Community
Participate
Working Groups
I'd like to understand if the Submission System is still inputting entries into the Foundation DB. The records the Submission System has created in the past is causing the DB to have duplicate records for those folks that become committers at a later date as all new committers must complete the online committer questionnaire which populates a DB record for them. This further complicates the issue of committer provisioning as the Portal doesn't always understand which record is to be used for the committer account. When this happens, IP Team must override date in the Portal with information to get the correct record updated. Webmaster than has the chore to determine which record is the correct record for the committer account. We also believe this is further causing some bugs to appear with respect to committer records in the DB. As the Foundation DB is really the "bible" for committer records; there shouldn't be duplicate records for folks. If the Submission System is no longer functioning, then perhaps Webmaster can run a script again on the duplicates and delete accordingly. If the Submission System is still functioning or if it will in the future, perhaps we can figure out a way to avoid having duplicate records in the system. Thanks, Sharon
Gabe, can you help out here?
The Submissions System does enter peoples name and email addresses into the Foundation DB. It has been doing this from the very begging of it existence. The idea was that we would have more people in the Foundation DB. The issue with duplicates boils down to people having multiple emails address (and Bugzilla accounts). When the Submission System looks up an email address and it can't find it, it make a new record in the Foundation DB. There was some code started to allow committers to link all their email address together. I am not sure what the state of that code, but I can try and find out what happen to it. I can't think an automagical way we can handle the duplicated in the Foundation DB. It would be possible to create a page where the duplicates could be found and removed by a human however. It should also be possible to extend the Submission System to handle the duplicates better or to not insert new records into the Foundation DB at all.
Thanks for the information Gabe. I've included Webmaster on this bug as they may have some suggestions and/or know about the previous linking code you are referring to as well. Even if this issue wasn't causing problems with committer provisioning, I still think it incorrect to have a system hold duplicate records for one person or one entity. It just sets up for problems. For example; Submission System creates record for droy Questionnaire creates record for committer droy1 Portal becomes confused about which record is which. Manual intervention required by IP Team and Webmaster in order to provision committer... Webmaster: Do you have anything you care to add here. Regards, Sharon
Infrazilla bug 532 also caused by submission system. Thanks Denis for fixing, I was really concerned about that one (https://foundation.eclipse.org/infrazilla/show_bug.cgi?id=532). Sharon
> Submission System creates record for droy > > Questionnaire creates record for committer droy1 I think that a userid collision should be our first red flag. Just adding a '1' at the end and ending it there is not good. For instances like this, could a simple email be sent out to indicate a collision? This would allow us to intervene manually and delete the dupe, update email addresses, etc.
Check out the saved SQL query in the DB entitled "People created by Submissions System". You'll soon notice that even the Submission System is creating duplicates - some even created on the same day....

....

Reproduce word for word the part of the thread on duplicate database records that opens with the words containing "Check out the" and closes with "the same day....".

§ Data segment:
....

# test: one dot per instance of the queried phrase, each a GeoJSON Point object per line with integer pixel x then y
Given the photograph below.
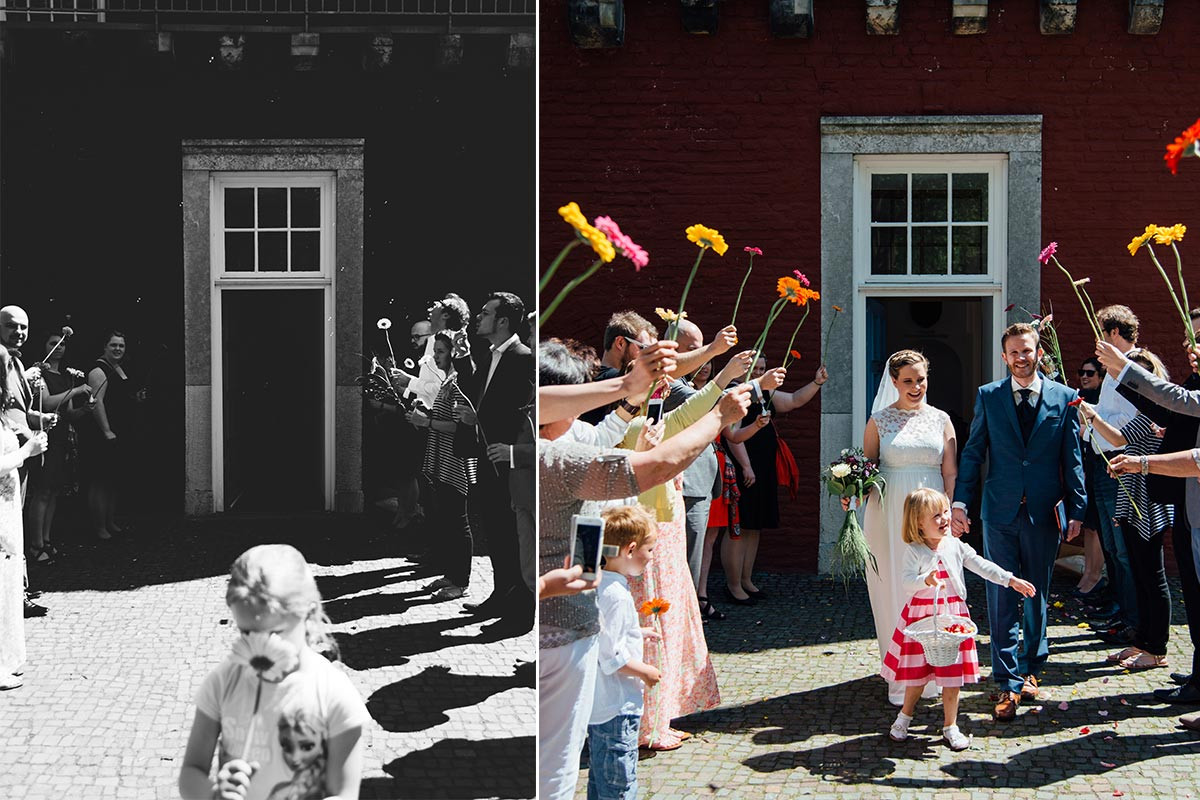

....

§ Solution:
Check out the saved SQL query in the DB entitled "People created by Submissions System". You'll soon notice that even the Submission System is creating duplicates - some even created on the same day....